▸ **What needs to be done**: Output the data word for word from the line containing "of the sky." through the line containing "x=447, y=134", including both of those lines and nothing else.

(Entries from a dataset)
----------------

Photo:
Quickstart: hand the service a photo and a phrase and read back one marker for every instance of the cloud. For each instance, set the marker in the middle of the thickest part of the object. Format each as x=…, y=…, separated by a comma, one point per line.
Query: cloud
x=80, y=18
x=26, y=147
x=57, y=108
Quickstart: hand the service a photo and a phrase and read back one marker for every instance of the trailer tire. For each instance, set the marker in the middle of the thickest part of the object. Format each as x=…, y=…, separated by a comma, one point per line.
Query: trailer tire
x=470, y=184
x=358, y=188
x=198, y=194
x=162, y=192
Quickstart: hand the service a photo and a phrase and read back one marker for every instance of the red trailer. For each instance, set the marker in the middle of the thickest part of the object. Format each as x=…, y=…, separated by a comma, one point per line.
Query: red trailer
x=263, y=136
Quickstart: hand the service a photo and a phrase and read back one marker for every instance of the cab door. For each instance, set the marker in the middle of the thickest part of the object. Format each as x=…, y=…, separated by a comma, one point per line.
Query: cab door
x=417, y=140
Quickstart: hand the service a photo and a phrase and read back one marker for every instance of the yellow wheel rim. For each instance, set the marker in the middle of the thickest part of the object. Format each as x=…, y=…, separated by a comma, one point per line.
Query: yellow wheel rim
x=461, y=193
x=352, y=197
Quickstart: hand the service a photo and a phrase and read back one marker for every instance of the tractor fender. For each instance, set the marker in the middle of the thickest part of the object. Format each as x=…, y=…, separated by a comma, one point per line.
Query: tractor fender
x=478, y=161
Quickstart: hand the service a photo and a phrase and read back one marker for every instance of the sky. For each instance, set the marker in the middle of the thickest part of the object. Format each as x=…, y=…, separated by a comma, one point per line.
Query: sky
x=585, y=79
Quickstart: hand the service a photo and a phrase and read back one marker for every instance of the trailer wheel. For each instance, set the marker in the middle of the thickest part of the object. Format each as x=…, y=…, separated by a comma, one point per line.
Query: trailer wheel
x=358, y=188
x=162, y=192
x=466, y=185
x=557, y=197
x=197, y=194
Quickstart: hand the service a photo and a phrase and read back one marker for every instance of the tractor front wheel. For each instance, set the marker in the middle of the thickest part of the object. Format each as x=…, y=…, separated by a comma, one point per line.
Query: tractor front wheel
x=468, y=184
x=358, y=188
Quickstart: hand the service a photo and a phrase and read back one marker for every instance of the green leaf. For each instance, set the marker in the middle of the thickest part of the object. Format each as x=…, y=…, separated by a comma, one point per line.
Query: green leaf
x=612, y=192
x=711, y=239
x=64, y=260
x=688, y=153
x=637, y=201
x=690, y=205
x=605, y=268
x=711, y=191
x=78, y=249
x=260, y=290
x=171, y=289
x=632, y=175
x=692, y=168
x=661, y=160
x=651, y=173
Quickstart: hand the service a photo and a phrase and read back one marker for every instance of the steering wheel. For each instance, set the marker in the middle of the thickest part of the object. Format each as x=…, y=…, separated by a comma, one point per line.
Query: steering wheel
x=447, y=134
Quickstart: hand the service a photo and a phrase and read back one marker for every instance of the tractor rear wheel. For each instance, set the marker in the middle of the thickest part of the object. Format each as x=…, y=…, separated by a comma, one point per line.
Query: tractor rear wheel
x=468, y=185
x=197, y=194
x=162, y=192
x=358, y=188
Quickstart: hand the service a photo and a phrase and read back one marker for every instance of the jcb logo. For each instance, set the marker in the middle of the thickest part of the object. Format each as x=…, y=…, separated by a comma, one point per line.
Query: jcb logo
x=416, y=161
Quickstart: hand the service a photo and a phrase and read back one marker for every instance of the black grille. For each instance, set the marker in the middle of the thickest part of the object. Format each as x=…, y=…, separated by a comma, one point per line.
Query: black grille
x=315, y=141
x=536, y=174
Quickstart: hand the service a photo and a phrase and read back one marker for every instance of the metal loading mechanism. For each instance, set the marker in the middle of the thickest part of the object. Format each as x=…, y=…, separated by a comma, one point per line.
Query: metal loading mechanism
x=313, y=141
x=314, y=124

----------------

▸ **Complete output**:
Quickstart: hand the service a photo and a phrase and read back one marker for every instance of the sky. For each instance, set the marker in the middle of the thickest part of the object. Format each as x=…, y=…, separated by a comma, one point per line.
Query: sky
x=585, y=79
Quickstart: hand the service a photo and a phrase and read back one marker for every instance of the trailer wheel. For each instance, set the marker in the middle of the thickest part of the object. Format each as x=…, y=…, separated by a comma, one point per line.
Query: trailer wheel
x=358, y=188
x=162, y=192
x=466, y=185
x=557, y=197
x=197, y=194
Quickstart: hand the service a photo and a phrase and read back one marker for every instance of the tractor front wheel. For each instance, set the marker in the middle of the thickest part of the object. Format each as x=…, y=…, separated by a comma, one point per line.
Query: tractor front wheel
x=468, y=184
x=358, y=188
Quickstart: hand the service a photo and a phrase and read back one marker for every instance of the green leaf. For each instance, set the marker in the middle of the thickest part of the object. Format each as x=…, y=…, separated by a comma, one point per line.
Query: green leaf
x=612, y=192
x=711, y=239
x=64, y=260
x=688, y=153
x=637, y=201
x=690, y=205
x=605, y=268
x=711, y=191
x=78, y=249
x=260, y=290
x=171, y=289
x=632, y=175
x=692, y=168
x=661, y=160
x=651, y=173
Quickstart: hand the service a photo and a phrase and read back one marker for every instance of the steering wheel. For each instance, set the marker in the middle of the thickest part of the object. Format each as x=…, y=…, separated by a comma, one point per line.
Query: steering wheel
x=447, y=134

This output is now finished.